There is a lot of specification for interaction with the Jingle RTP and
WebRTC protocols. This seems mostly unnecessary.
- You already write in the requirements that everything should work
even without Jingle RTP
- You put that one MUST use the same "WebRTC session" (what is that
even) for both Jingle RTP and Remote Control. I wouldn't know why this
is. Of course using existing sessions in Jingle often makes sense
(that's why it's a feature), but it definitely doesn't need a MUST
here.
- You write explicitly that Remote Control can be added with content-
add to existing Jingle RTP sessions. This is already given by the
Jingle specification, which doesn't limit what content can be added to
a session (e.g. you can also add a file transfer to an existing call).
- You say that touch devices should not be used when no video RTP
session is active. I don't see why this shouldn't be possible. I do own
a drawing tablet that doesn't have a screen but still is an absolute
pointing device (aka "touch"). If that device was connected via XMPP,
it wouldn't need a RTP session to transfer its input.
- You say that absolute mouse events should not be used when no video
RTP session is active. I also don't see why this restriction is in
place - same as above.

§ **Records provided**:

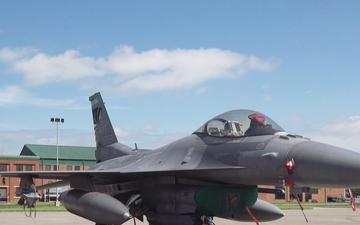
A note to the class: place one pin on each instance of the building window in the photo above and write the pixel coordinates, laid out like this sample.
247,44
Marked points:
19,167
3,167
3,194
17,191
28,167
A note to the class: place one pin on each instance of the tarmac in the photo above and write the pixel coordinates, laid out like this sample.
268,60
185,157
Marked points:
318,216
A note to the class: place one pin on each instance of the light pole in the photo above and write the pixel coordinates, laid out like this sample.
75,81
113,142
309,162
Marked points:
57,120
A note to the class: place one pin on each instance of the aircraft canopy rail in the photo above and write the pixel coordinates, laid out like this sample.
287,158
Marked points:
239,123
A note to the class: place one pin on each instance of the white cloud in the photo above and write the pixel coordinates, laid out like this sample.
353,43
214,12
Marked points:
9,55
68,66
129,72
15,95
343,133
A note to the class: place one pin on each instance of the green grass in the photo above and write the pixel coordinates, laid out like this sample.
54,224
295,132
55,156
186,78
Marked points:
41,207
294,205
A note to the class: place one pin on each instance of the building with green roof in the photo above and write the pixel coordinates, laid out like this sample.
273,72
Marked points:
71,156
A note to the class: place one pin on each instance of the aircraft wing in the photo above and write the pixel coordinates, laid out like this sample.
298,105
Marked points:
113,175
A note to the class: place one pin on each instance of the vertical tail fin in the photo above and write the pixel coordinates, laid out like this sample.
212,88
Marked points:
104,131
107,146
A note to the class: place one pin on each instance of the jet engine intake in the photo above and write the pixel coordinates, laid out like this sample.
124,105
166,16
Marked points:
95,206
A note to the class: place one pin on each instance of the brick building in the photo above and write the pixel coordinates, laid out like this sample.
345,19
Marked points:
41,157
321,195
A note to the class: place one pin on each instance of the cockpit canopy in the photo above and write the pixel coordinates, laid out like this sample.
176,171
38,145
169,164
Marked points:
238,123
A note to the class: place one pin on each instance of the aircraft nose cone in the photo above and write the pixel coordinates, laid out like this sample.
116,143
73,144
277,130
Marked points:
322,165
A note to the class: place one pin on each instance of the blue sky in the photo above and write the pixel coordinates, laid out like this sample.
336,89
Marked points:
166,67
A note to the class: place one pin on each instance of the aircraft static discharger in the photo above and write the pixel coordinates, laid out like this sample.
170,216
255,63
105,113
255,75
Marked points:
214,172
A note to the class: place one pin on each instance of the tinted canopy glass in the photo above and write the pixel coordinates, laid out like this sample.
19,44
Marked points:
238,123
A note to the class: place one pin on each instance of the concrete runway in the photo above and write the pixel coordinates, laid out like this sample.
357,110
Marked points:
318,216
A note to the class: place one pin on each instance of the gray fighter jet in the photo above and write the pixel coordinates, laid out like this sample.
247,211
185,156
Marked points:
214,172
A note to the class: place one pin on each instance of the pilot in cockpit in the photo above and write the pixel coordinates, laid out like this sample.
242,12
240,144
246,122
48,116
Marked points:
258,125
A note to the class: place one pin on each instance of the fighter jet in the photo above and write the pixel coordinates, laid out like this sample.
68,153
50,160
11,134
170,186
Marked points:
214,172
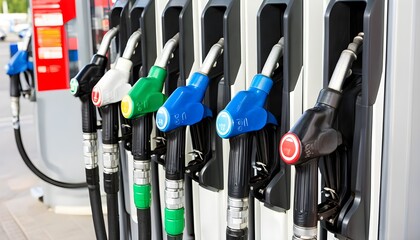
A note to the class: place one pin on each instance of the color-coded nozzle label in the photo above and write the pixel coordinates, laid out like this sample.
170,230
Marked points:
127,106
74,86
96,96
290,148
162,117
174,221
224,124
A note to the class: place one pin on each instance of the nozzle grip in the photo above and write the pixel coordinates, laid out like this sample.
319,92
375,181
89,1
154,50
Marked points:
306,195
88,116
239,165
236,234
142,128
175,154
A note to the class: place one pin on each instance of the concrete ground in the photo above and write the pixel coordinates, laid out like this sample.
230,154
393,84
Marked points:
23,216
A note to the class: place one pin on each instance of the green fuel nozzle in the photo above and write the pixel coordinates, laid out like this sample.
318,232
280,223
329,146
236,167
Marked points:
146,95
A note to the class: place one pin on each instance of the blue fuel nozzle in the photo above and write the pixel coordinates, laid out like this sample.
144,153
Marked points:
18,63
184,106
245,112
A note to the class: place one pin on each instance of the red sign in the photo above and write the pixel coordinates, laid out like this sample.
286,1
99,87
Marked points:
50,42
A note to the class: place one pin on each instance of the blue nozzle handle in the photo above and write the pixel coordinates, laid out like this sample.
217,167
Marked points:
184,107
18,63
245,112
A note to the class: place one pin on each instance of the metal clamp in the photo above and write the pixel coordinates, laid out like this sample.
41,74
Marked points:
237,213
167,51
141,173
342,69
210,60
174,193
90,150
110,158
302,233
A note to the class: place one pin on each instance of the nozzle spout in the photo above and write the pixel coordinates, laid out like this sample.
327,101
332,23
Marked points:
132,43
347,57
215,51
106,40
273,58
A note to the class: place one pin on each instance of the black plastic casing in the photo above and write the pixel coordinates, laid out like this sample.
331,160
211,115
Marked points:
219,19
344,19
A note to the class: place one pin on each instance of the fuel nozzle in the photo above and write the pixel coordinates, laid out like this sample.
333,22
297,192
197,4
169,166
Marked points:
82,84
246,112
239,121
184,107
313,136
18,63
112,87
146,95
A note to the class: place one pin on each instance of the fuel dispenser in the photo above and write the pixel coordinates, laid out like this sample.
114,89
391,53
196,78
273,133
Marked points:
106,95
336,135
81,87
184,108
143,100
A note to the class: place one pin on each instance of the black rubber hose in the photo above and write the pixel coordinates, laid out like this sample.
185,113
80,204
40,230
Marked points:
251,216
144,223
189,208
156,200
142,128
92,178
36,171
177,237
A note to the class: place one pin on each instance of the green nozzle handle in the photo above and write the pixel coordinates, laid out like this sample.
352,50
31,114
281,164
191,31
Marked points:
146,95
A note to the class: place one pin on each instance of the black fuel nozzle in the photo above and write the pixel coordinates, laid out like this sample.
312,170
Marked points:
312,137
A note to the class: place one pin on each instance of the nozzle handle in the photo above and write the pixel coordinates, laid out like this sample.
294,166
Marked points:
175,154
239,172
142,128
110,123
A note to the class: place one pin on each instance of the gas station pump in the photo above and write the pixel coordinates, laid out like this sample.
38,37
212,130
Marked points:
81,86
145,98
52,73
336,135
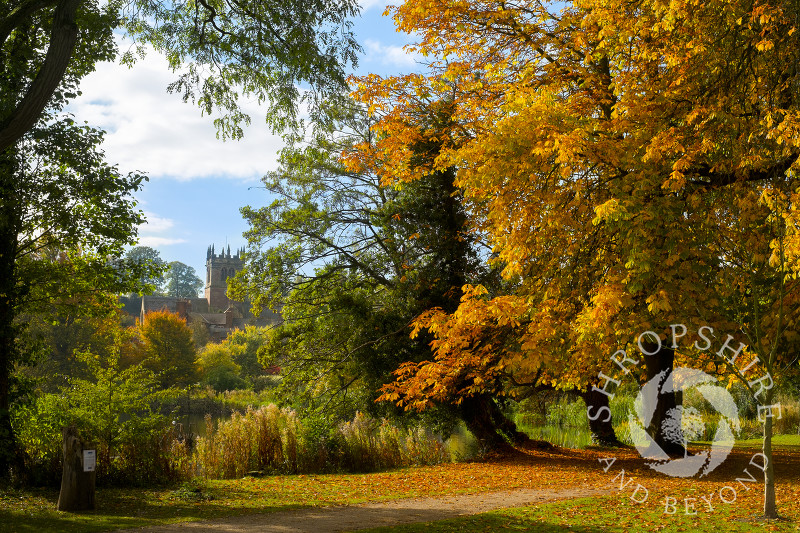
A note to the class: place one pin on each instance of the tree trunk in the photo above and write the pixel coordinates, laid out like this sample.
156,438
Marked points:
77,486
770,506
9,307
598,413
663,361
488,424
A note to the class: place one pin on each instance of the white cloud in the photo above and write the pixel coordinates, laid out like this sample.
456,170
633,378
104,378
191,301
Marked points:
155,242
156,224
389,55
369,4
157,133
156,231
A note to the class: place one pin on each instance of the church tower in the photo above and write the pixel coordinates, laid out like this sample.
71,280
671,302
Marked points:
220,267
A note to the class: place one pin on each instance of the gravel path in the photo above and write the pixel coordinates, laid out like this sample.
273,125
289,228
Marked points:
354,517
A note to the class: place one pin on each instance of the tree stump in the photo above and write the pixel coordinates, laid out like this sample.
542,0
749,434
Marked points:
77,486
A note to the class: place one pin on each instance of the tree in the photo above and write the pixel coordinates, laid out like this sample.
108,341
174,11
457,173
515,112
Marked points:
167,349
64,215
56,190
218,369
618,156
264,50
244,345
350,262
182,281
150,262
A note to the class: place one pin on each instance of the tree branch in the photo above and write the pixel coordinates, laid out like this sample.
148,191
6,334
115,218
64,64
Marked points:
63,37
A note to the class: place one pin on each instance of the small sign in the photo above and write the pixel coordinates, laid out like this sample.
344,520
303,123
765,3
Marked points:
89,460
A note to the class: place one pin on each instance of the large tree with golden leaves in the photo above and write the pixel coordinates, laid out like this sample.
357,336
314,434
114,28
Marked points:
634,166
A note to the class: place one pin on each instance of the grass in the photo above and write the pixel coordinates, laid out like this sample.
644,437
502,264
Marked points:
34,511
592,515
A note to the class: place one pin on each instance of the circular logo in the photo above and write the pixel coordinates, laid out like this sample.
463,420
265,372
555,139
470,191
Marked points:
681,425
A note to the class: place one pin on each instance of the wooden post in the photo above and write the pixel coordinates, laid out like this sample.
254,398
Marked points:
77,484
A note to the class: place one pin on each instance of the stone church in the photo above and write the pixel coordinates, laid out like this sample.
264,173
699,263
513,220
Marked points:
218,313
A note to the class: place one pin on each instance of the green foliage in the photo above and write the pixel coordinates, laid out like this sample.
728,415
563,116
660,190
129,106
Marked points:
116,410
244,345
167,349
150,265
182,281
218,369
349,263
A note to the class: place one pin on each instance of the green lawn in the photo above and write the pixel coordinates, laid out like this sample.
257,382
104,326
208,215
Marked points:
593,515
34,510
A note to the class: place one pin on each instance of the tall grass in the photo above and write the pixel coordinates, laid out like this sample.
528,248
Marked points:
271,440
561,419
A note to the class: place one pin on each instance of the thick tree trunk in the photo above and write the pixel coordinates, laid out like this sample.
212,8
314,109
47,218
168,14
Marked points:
598,413
770,506
63,36
77,485
9,305
488,424
666,402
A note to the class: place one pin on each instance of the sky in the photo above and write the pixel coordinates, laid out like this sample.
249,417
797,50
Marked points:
198,183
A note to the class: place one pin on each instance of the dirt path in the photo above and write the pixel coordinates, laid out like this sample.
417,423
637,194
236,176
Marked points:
354,517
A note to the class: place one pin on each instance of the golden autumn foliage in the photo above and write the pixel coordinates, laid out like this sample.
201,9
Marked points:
633,165
618,156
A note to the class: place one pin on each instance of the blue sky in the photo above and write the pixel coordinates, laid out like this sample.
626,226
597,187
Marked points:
197,182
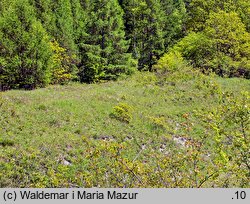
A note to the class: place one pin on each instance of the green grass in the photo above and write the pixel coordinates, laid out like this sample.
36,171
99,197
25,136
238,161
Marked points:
65,136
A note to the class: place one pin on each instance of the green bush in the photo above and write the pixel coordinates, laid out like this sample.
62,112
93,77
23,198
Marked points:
122,112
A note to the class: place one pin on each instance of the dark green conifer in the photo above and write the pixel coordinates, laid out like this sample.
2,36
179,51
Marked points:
105,50
25,54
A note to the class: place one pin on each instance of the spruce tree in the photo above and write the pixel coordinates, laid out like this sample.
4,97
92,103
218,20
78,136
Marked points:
25,54
174,19
105,49
144,20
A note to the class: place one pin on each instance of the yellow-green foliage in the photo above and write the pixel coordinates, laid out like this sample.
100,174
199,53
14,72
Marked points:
170,62
61,72
122,112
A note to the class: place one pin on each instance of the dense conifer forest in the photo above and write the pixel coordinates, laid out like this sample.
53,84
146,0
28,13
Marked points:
125,93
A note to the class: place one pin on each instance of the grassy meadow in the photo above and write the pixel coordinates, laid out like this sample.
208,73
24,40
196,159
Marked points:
183,130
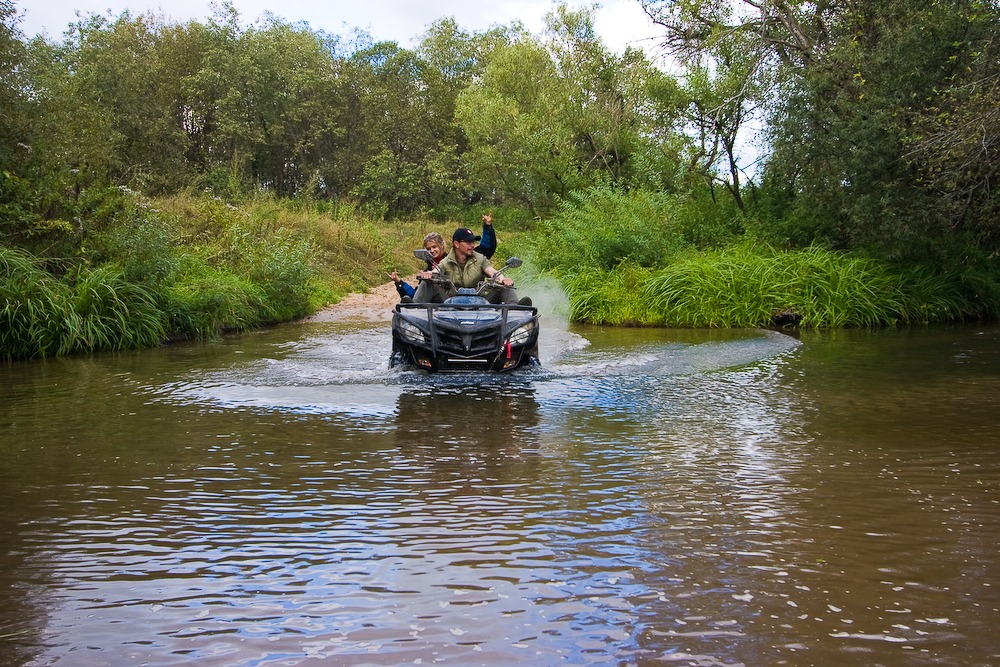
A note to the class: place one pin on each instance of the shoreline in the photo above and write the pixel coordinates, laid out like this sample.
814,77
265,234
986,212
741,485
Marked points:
375,305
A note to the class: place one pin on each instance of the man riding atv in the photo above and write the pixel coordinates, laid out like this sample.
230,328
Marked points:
464,267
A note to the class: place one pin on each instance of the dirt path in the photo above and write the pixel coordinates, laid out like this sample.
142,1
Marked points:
374,306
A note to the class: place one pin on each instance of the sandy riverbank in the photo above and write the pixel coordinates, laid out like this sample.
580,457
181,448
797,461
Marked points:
373,306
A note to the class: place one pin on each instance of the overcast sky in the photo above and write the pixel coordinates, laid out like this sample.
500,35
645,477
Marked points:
618,22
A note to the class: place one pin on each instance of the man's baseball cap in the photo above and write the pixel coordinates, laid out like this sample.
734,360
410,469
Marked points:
464,234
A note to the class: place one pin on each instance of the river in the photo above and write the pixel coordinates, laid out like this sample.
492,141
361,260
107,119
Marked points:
646,497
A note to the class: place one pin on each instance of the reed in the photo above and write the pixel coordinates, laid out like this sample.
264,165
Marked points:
205,301
37,310
603,227
749,286
115,314
596,296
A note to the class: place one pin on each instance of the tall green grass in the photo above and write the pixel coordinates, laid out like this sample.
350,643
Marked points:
751,286
95,309
602,227
37,313
115,314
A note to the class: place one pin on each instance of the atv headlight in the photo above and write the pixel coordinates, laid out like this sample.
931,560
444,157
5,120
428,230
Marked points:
411,333
522,335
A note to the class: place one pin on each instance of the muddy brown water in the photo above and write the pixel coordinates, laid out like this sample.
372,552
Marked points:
646,497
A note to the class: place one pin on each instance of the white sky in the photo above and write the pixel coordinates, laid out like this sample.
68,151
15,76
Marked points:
618,22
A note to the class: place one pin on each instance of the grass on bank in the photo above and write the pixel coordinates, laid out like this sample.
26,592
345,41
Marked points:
755,286
192,266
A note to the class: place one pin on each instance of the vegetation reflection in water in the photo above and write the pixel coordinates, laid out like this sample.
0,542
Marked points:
592,513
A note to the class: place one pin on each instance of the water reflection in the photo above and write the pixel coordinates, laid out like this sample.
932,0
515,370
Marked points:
697,498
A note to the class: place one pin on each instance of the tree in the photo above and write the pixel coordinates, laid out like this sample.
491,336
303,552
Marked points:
547,118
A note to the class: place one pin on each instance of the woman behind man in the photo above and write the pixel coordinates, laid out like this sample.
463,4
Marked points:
434,244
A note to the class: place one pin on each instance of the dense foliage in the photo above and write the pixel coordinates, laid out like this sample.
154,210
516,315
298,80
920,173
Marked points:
162,179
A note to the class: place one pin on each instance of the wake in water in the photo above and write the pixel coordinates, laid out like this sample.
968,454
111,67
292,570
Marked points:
343,368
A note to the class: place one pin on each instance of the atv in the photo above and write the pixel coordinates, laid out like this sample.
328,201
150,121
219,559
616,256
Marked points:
466,333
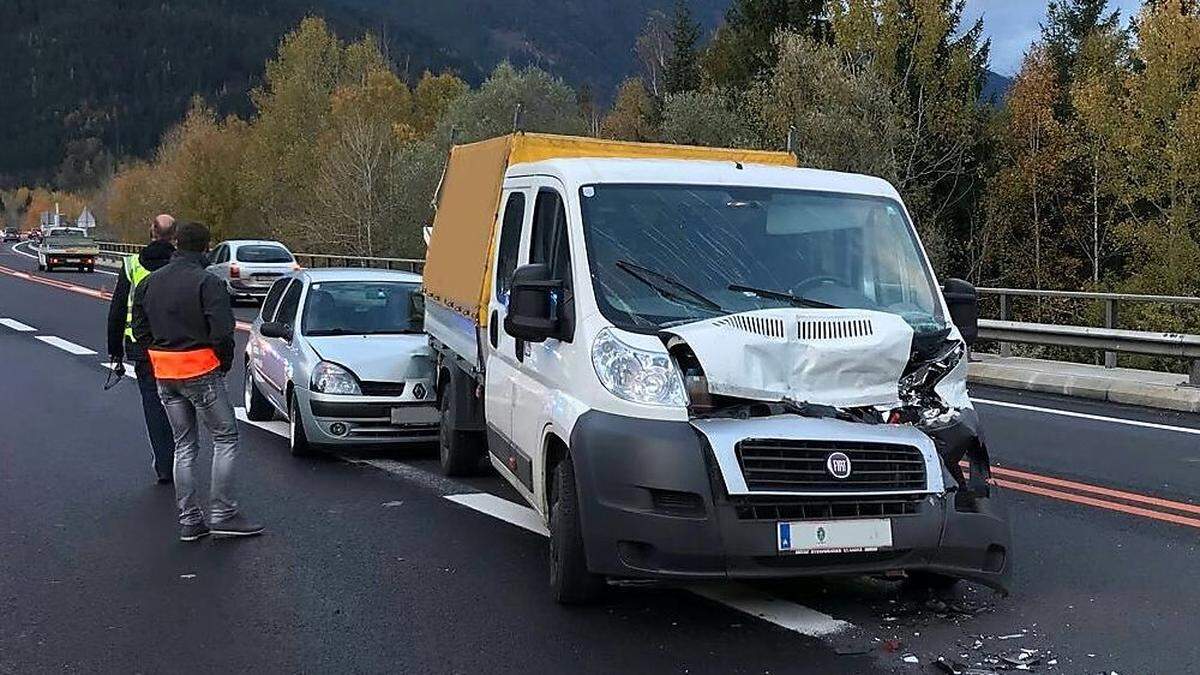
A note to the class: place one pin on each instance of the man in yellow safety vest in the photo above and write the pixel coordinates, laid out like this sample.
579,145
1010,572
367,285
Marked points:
121,344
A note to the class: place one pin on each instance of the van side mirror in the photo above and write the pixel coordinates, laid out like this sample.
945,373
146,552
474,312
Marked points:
964,303
276,329
533,304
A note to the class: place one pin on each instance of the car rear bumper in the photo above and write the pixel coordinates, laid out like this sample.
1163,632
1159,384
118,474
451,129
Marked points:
653,506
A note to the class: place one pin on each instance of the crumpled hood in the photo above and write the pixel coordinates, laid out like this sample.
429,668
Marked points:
843,358
379,358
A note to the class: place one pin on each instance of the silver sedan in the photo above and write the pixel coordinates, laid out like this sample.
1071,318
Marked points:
343,357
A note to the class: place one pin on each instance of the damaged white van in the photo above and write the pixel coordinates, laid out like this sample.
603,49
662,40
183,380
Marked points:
706,364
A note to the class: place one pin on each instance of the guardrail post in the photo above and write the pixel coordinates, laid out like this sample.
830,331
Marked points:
1006,350
1110,321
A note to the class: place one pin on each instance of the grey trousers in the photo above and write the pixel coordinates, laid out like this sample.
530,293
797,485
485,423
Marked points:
202,399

§ **Required task 1**:
Answer these from the passage on Remote Control:
(a) What device does the writer own that has no screen but is still an absolute pointing device?
(b) What example does the writer give of content that can be added to an existing Jingle session?
(c) What must be used for both Jingle RTP and Remote Control, according to the specification as the writer describes it?
§ **Required task 2**: List each thing that the passage on Remote Control says the specification states, in the order given.

§ **Worked solution 1**:
(a) A drawing tablet.
(b) A file transfer added to an existing call.
(c) The same "WebRTC session".

§ **Worked solution 2**:
1. Everything should work even without Jingle RTP.
2. One MUST use the same "WebRTC session" for both Jingle RTP and Remote Control.
3. Remote Control can be added with content-add to existing Jingle RTP sessions.
4. Touch devices should not be used when no video RTP session is active.
5. Absolute mouse events should not be used when no video RTP session is active.